While it is interesting to see your thoughts in the code, if you are using a version control system such as Git there is no reason to comment out code, you can go back to an earlier version of the code if you need to. Generally, commented out code means the code is not ready for review.

Since Part 2 is an extension of Part 1 you might only want a review of Part 2 in the future. Since Part 1 and Part 2 provide the same interface calibration_total(FILE* stream) the code could be in a header file for each part instead (part1.h and part2.h).

Type mismatch, as G. Sliepen indicated in the first review - you want to be careful where you use the size_t type. My compiler (Visual Studio 2022 Professional) reports a type mismatch and possible data lose on the following line for the variable size:

    while (fgets(tmp, size, stream)) {

Use Standard Constants Where Possible

The code is already using the standard constants EXIT_SUCCESS and EXIT_FAILURE, so there is no need to define your own BUFSIZE constant. The stdio.h file includes a standard constant called BUFSIZ, which is guaranteed to be at least 256, and may be larger. The value is based on the optimum value for file I/O on the system.

Complexity of the main Function

The main() function is too complex; there should be a function to parse the command line arguments. In this case the function to parse the arguments could just return the file pointer if the file is opened in the function to parse the command line arguments. In most cases a structure with the necessary values might be better.

## Task instructions
a: Answer these questions from the code review:
(i) Which standard constant in stdio.h is guaranteed to be at least 256?
(ii) Which compiler reported the type mismatch and possible data loss?
(iii) What file names does the review suggest for the header files of the two parts?
b: Extend the code review past its final sentence with a paragraph or two in the same style.

## Dataset excerpt
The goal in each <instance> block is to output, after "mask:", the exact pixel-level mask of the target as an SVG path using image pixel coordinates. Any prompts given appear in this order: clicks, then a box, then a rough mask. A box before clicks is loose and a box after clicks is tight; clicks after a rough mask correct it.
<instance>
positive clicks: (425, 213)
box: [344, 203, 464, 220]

## Answer set
a:
(i) BUFSIZ
(ii) Visual Studio 2022 Professional
(iii) part1.h and part2.h

b:
Parsing the Command Line Arguments

Check the value of argc before checking the value of any of the argv contents. The test for argv[0] being NULL is not necessary, argv[0] should always be the name of the program you are running, as far as I know, no operating system will allow argv[0] to be NULL.

Don't Depend on Users Doing the Correct Thing

This comment could indicate a future bug since what to do for zero is undefined.

    /* Note: This would return true for 0, but 0 is not part of the
     * problem specification, or the input, so we don't need to check
     * for it.
     */

Style Issue

This is an opinion that isn't shared by all C and C++ programmers, but rather than have the opening brace ({) for a section of code at the end of the line, it is easier to read code that has the opening brace on its own line that is properly indented.